All lines in the records below with the word "safety" must be returned.

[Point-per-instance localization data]

>>>>

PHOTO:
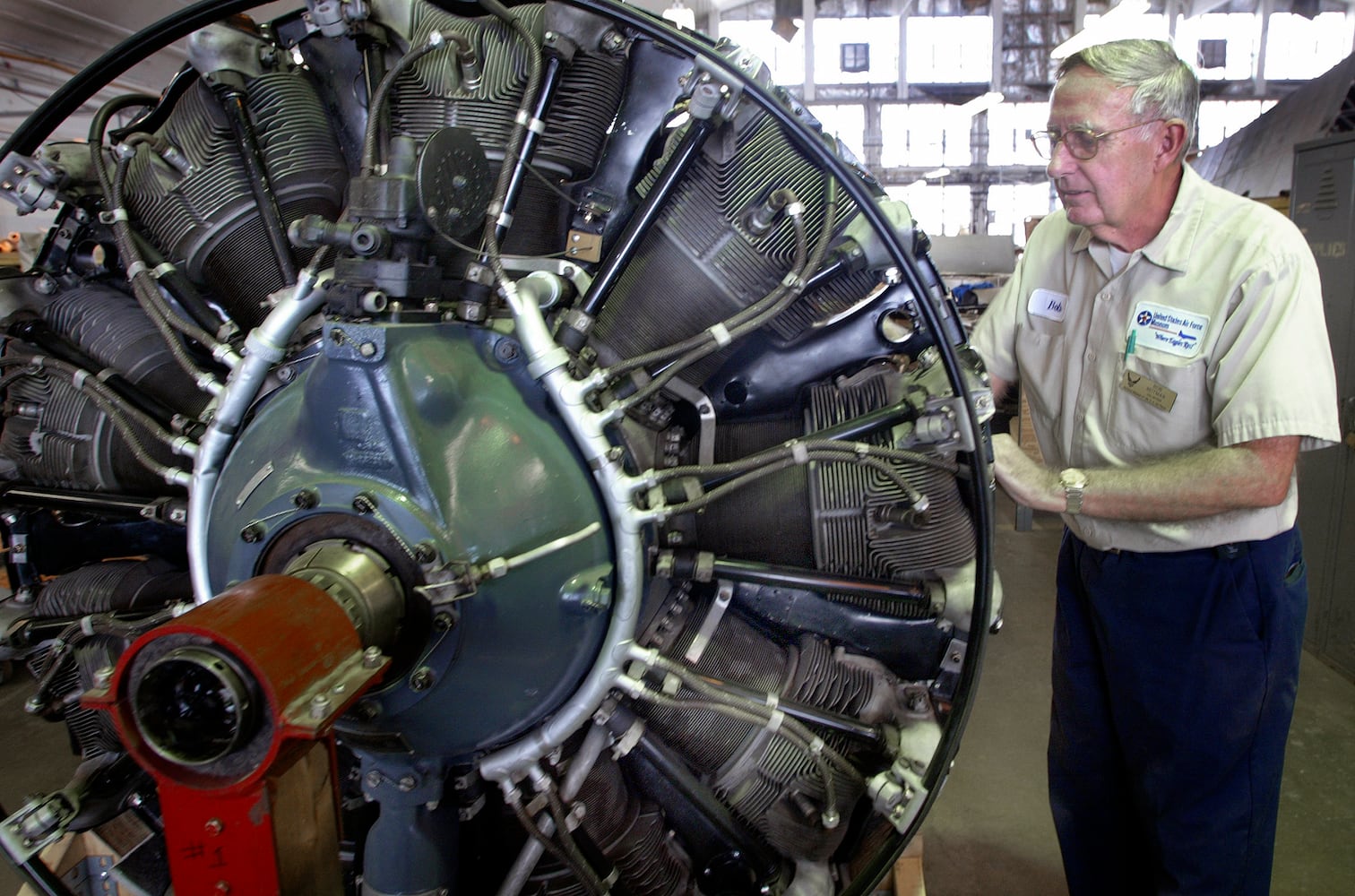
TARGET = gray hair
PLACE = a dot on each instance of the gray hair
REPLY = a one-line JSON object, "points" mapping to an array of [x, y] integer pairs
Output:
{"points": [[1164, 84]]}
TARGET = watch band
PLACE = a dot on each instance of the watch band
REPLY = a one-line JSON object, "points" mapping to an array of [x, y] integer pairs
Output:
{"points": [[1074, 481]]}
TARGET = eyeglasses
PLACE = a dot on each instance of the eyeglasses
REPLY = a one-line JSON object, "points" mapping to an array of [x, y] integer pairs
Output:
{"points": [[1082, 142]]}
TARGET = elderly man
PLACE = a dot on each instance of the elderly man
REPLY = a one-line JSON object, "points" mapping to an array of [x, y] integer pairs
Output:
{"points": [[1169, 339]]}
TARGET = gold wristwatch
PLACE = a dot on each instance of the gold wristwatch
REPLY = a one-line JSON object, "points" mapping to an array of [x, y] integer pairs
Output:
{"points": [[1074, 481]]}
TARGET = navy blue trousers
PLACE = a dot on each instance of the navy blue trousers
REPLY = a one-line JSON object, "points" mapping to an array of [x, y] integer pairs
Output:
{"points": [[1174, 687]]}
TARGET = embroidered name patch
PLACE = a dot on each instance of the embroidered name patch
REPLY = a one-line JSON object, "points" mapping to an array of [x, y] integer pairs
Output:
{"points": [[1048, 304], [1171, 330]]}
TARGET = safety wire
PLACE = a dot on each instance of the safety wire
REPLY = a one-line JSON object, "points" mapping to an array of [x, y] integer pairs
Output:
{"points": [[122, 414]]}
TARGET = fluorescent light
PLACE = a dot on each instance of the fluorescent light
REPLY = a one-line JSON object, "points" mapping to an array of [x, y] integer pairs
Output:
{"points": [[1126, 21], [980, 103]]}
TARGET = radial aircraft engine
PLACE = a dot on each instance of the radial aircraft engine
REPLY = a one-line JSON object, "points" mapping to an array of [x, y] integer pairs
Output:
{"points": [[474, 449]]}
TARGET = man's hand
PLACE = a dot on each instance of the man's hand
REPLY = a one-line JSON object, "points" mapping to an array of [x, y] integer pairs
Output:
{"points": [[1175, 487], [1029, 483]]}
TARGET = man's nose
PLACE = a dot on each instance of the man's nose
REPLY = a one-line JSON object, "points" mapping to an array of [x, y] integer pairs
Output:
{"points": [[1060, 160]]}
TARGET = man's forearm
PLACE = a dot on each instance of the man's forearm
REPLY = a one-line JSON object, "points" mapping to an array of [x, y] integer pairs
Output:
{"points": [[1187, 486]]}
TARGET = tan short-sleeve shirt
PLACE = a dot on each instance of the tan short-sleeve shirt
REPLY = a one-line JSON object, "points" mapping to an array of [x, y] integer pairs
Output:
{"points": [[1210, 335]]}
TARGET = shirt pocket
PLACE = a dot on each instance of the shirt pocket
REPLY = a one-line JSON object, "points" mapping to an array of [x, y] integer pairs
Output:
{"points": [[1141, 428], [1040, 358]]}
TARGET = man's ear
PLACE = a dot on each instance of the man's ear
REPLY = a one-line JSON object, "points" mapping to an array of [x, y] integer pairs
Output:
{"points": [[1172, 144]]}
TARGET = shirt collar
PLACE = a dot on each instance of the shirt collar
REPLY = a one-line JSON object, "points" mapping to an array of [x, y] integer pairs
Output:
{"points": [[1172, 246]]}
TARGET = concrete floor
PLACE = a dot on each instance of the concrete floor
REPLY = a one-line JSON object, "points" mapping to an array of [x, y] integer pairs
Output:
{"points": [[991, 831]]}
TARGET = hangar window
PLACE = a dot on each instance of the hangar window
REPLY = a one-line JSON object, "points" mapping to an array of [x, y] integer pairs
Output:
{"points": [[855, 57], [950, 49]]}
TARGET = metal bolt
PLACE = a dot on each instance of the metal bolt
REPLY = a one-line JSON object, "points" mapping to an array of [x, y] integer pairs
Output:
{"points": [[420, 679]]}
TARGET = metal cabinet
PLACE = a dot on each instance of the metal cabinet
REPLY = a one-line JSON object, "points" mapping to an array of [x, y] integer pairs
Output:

<<<<

### Answer space
TARGET = safety wire
PLACE = a dot on each instance of the safety wire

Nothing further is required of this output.